◆ Your goal
Reproduce the forum thread about the meaning of "this weekend" in full, with every line and mark unchanged.

◆ Text provided
⟨

I have just checked the British Standard on this - BSI 4862 if anyone is interested and it clearly states that "this weekend" can only be used in relation to a saturday starting within 72 hours of the current time. A weekend that follows between 168 hrs and 71 hrs 59 mins of the current time must be classed next weekend.


----------



## Lisa. (May 7, 2002)

Is that true??

Anyway it IS the weekend and its raining.......bugger.


----------



## gg (Oct 29, 2002)

Of course it is true Lisa ... do you think I would make it up on such an important subject :


----------



## Lisa. (May 7, 2002)

hmmm........ silly me :

I believed you too!


----------



## phil (May 7, 2002)

Are you lot still going on about this?


----------



## jampott (Sep 6, 2003)

It'll all blow over by next weekend....


----------



## phil (May 7, 2002)

> It'll all blow over by next weekend....


Don't you mean this weekend coming? Or the one before next?


----------



## mike_bailey (May 7, 2002)

This thread could go on right up until this year.


----------



## tt500 (Nov 29, 2002)

This year coming or next.... ???

Is that the next 12 months so until Aug 2004 or until Dec 31st 2003


----------



## christtopher (May 7, 2002)

Calendar year or financial year? :


----------

⟩

(Records excerpted from a collection)
⟨

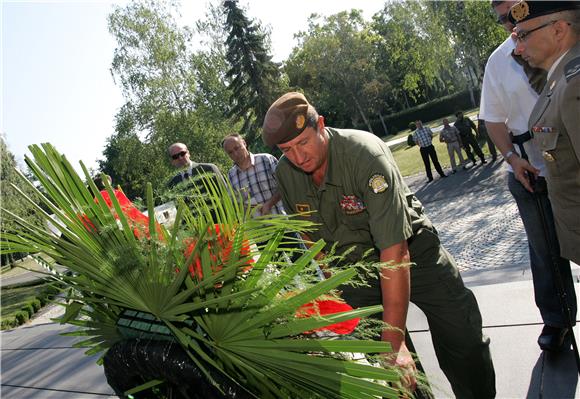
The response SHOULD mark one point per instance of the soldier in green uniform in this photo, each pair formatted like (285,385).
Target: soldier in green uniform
(548,37)
(349,182)
(465,126)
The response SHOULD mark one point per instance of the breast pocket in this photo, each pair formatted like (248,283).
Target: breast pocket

⟩

◆ Reply to the exercise
I have just checked the British Standard on this - BSI 4862 if anyone is interested and it clearly states that "this weekend" can only be used in relation to a saturday starting within 72 hours of the current time. A weekend that follows between 168 hrs and 71 hrs 59 mins of the current time must be classed next weekend.


----------



## Lisa. (May 7, 2002)

Is that true??

Anyway it IS the weekend and its raining.......bugger.


----------



## gg (Oct 29, 2002)

Of course it is true Lisa ... do you think I would make it up on such an important subject :


----------



## Lisa. (May 7, 2002)

hmmm........ silly me :

I believed you too!


----------



## phil (May 7, 2002)

Are you lot still going on about this?


----------



## jampott (Sep 6, 2003)

It'll all blow over by next weekend....


----------



## phil (May 7, 2002)

> It'll all blow over by next weekend....


Don't you mean this weekend coming? Or the one before next?


----------



## mike_bailey (May 7, 2002)

This thread could go on right up until this year.


----------



## tt500 (Nov 29, 2002)

This year coming or next.... ???

Is that the next 12 months so until Aug 2004 or until Dec 31st 2003


----------



## christtopher (May 7, 2002)

Calendar year or financial year? :


----------